EXTRAIT DU DOCUMENT
________
Avec son nez long, ses yeux presque noirs, et son crâne légèrement dégarni, le visage atemporel nous accueille à l’entrée de l’exposition. François Gérard (1770-1837) a passé sa vie à peindre le beau monde du début du 19ème siècle mais, ironiquement, ne s’est consacré qu’un unique autoportrait. Ce sont les autres qui l’ont immortalisé. Sur la toile ou dans la pierre, les traits du peintre demeurent à jamais, mais son nom, lui, a parfois été oublié. Pourtant, ses travaux sont présents dans les plus grands palais du monde. Initiateur de ce qui sera « la peinture mondaine », l’artiste est prisé par toutes les têtes couronnées d’Occident. Napoléon, Louis XVIII, Charles X, mais aussi Frédéric-Guillaume III et Alexandre Ier ; tous, seront immortalisés sur la toile du génie à l’œil méticuleux. À l’occasion du bicentenaire des Adieux de Napoléon, le château de Fontainebleau consacre, du 29 mars au 30 juin 2014, une exposition rétrospective à celui qui fut l’un des plus importants peintres impériaux.

 

Il y a Antoine-Jean Gros (1771-1835) et Jacques-Louis David (1748-1825) pour les tableaux héroïques. François Gérard, lui, fait partie des intimes. S’il a fait ses armes durant la période révolutionnaire, c’est durant l’Empire que le peintre acquiert sa renommée. Son coup de pinceau interpelle et charme le public. Joséphine n’est pas encore impératrice quand elle commande son premier portrait à l’artiste en 1801 (Joséphine en toilette d’intérieur, 1801). À demi-allongée sur un divan aux couleurs chatoyantes, l’épouse du Premier Consul se présente en toute simplicité. Le tissu vaporeux de sa robe se mêle au teint nacrée de sa peau, alors que seules quelques perles viennent agrémenter l’éclat doux de ses yeux. Dans son abri luxuriant, Joséphine se présente en belle de l’Ancien temps et sous ses pieds, le tapis rend l’atmosphère encore plus intime. Le charme prend. Napoléon, envoûté, fait tisser le portrait par la manufacture des Gobelins en 1806. La carrière du peintre est lancée.

 

Dès le début des années 1800, Gérard est ainsi assigné à figer sous son pinceau les traits de ceux qui écriront une page importante de l’Histoire de France. Et si l’Empereur apprécie les représentations épiques de Gros et David, ce qu’il aime chez Gérard, c’est sa recherche du vrai et de l’intime. « Attentif à la ressemblance et à l’attitude qu’il voulait de la plus frappante vérité tout en forçant la nature à paraître toujours un peu plus belle, exigeant quant à la pureté du dessin, à la justesse des tons, à la transcription illusionniste des matières, au soin et au fini de l’exécution, le peintre demeurait tout empreint de l’esprit du XVIIIème siècle.[1] » Dans chacune de ses œuvres, un détail rend le sujet vrai, présent dans la salle. En le fixant sur la toile, le génie de Gérard le fait sortir du cadre.
________
MATÉRIEL FOURNI

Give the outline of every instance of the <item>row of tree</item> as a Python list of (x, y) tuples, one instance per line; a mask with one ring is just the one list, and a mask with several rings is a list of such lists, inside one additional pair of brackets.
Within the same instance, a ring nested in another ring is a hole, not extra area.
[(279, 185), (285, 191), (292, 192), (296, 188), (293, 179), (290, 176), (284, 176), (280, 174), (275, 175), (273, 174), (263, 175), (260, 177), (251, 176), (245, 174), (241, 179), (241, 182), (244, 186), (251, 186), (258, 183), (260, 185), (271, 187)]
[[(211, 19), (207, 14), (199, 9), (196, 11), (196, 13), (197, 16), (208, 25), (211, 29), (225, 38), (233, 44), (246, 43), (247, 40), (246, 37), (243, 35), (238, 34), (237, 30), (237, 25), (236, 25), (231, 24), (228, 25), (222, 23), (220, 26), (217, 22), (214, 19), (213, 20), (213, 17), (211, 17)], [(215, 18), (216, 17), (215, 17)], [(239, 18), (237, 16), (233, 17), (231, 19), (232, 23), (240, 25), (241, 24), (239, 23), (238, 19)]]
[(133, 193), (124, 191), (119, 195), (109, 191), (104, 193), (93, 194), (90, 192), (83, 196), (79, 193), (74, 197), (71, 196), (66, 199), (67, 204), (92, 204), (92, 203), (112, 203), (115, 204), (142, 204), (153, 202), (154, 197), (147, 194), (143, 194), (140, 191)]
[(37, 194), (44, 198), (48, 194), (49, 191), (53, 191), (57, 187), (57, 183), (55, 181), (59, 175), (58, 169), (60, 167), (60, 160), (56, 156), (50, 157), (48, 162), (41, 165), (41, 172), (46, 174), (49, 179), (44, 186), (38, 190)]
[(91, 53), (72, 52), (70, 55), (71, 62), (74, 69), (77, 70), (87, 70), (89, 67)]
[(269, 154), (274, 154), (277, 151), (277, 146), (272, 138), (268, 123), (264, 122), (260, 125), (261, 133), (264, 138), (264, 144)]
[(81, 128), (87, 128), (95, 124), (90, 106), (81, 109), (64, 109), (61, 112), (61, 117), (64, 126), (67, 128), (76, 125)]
________
Poursuivez le texte sur le peintre François Gérard à partir de l'endroit où il s'interrompt. Le matériel fourni ne vous sera d'aucune utilité.

RÉSULTAT
Des portraits pour immortaliser la gloire 

 

Elle est assise de biais. Le regard fixe, elle fait face. Elle est l’une des femmes les plus puissantes de l’empire de France et en a bien conscience. Sous son lourd manteau de velours rehaussé de pierres précieuses, la soie de la robe glisse et bruisse à chacune de ses respirations. Dans ses cheveux, le voile, rebrodé d’or, illumine les perles de son diadème. A ses côtés, le buste en marbre de l’Empereur observe avec bienveillance et reconnaissance chacun de ses gestes. Madame Mère peut être fière de son fils. D’ailleurs, est-ce une lettre de sa part posée sur la table ? Interrompue par le bruit, elle n’a pas fini de la lire. Elle s’y remettra plus tard, quand le musée fermera et que les salles seront éteintes.

 

François Gérard exécute ainsi plusieurs versions du portrait. Avec ou sans camée sur les cheveux, le manteau bleu ou vert, le buste de Napoléon couronné ou en habit militaire, le peintre conserve cependant toujours la même attitude digne et noble de Marie-Laetizia et accentue la noblesse et la gloire de Madame-Mère. Un siècle plus tard, à l’occasion de l’exposition universelle de 1900 où l’un des tableaux est exposé, André Michel écrit: « Le portrait de Mme Laetitia est en même temps celui d’une vieille dame et d’une mère d’empereur ; dans le parti pris sévère et somptueux de la composition, dans l’ameublement de ce grand salon ouvert sur un paysage crépusculaire, dans la majesté de la robe en velours vert et des voiles étoilés d’or qui l’enveloppent, Madame Mère, assise près d’une table où elle vient de déposer une lettre ouverte et que domine un buste de l’empereur, apparaît, avec le rayonnement profond de ses yeux mordorés, l’expression pensive et ardente de son maigre visage, dans la vérité de sa ressemblance à la fois intime et historique.[2] »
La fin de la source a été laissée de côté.